• **WHAT YOU WILL DO**:
Lines with the word "medal" in them are the ones to copy from the records.
########
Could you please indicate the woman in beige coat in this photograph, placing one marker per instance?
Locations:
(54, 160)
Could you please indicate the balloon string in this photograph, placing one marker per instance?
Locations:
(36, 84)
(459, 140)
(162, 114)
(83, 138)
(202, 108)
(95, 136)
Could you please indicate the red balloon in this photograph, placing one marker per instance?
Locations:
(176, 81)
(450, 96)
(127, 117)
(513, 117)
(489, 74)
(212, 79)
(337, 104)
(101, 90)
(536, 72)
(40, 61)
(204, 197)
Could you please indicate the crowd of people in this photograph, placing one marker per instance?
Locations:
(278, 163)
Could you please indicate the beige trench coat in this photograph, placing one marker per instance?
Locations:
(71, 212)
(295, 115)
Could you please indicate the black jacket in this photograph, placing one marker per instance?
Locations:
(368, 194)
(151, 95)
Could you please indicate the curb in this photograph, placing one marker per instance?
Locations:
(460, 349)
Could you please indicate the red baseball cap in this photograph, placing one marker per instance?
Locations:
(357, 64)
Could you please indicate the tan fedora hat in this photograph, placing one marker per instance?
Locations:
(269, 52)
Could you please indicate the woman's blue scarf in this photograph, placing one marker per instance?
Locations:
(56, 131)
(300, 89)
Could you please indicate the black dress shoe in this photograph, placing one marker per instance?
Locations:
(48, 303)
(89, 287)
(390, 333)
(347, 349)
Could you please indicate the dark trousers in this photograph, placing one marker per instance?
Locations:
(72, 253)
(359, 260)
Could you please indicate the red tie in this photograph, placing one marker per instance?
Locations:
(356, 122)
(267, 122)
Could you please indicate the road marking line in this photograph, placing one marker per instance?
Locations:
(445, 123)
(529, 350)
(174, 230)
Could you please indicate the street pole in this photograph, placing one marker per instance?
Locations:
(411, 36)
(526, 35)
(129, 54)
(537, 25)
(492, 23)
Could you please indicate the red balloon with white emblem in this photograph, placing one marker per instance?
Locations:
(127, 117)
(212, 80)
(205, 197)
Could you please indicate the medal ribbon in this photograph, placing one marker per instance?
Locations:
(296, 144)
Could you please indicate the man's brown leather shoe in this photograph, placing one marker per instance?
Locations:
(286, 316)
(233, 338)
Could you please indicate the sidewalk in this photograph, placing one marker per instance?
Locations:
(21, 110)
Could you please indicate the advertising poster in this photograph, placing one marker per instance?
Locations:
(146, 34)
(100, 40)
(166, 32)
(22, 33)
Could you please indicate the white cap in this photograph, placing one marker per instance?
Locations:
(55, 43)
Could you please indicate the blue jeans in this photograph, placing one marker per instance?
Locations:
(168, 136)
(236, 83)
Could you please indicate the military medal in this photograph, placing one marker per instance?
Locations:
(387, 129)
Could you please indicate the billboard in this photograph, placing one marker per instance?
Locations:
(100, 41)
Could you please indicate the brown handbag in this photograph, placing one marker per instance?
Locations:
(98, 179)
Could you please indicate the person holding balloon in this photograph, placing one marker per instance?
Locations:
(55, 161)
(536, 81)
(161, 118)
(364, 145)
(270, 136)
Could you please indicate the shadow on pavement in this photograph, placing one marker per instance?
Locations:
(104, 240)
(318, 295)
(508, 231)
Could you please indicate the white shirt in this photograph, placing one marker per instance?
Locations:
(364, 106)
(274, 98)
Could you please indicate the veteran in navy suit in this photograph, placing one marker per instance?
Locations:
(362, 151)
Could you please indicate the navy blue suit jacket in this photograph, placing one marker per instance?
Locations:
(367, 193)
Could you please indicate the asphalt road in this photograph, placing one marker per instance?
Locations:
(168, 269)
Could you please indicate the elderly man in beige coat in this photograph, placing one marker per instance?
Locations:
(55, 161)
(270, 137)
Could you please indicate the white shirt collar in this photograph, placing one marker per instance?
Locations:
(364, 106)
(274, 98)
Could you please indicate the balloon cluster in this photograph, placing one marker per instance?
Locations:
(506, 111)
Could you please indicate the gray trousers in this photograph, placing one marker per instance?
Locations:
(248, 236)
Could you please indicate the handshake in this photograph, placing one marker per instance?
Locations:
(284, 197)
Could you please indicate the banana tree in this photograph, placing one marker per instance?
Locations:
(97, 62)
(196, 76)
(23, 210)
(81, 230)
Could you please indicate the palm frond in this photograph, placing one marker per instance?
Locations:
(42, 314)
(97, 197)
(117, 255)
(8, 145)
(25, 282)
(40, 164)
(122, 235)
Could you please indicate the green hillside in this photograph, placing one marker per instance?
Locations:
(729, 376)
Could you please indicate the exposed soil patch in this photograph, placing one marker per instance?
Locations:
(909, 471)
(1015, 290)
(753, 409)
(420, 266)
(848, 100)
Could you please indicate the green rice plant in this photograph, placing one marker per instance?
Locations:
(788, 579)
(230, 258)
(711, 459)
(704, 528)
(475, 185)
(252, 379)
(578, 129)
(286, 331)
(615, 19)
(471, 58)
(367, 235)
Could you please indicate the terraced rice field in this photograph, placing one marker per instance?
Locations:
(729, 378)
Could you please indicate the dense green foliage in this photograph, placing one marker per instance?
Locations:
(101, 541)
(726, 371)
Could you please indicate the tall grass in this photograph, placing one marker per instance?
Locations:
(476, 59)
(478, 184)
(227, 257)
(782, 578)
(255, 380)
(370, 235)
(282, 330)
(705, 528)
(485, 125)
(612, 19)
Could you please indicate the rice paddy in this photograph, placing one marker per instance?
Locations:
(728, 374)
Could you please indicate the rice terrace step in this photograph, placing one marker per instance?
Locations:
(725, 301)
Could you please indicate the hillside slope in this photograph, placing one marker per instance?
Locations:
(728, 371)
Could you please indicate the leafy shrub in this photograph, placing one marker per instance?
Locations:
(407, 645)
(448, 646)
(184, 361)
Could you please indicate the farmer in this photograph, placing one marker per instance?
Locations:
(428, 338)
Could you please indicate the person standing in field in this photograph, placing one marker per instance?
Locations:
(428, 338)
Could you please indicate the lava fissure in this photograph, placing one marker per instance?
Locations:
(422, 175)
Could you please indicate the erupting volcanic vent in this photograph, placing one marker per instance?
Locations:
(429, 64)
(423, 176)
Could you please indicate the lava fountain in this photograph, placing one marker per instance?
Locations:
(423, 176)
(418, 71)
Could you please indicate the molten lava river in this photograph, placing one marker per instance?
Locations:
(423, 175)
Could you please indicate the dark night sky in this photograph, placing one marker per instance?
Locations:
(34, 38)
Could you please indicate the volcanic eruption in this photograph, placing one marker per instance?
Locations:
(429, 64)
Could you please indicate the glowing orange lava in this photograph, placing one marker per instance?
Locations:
########
• **RESULT OF THE TASK**:
Could you please indicate the medal ribbon in this photograph, placing one marker per instance?
Could you please indicate the military medal in this photograph, placing one marker per instance?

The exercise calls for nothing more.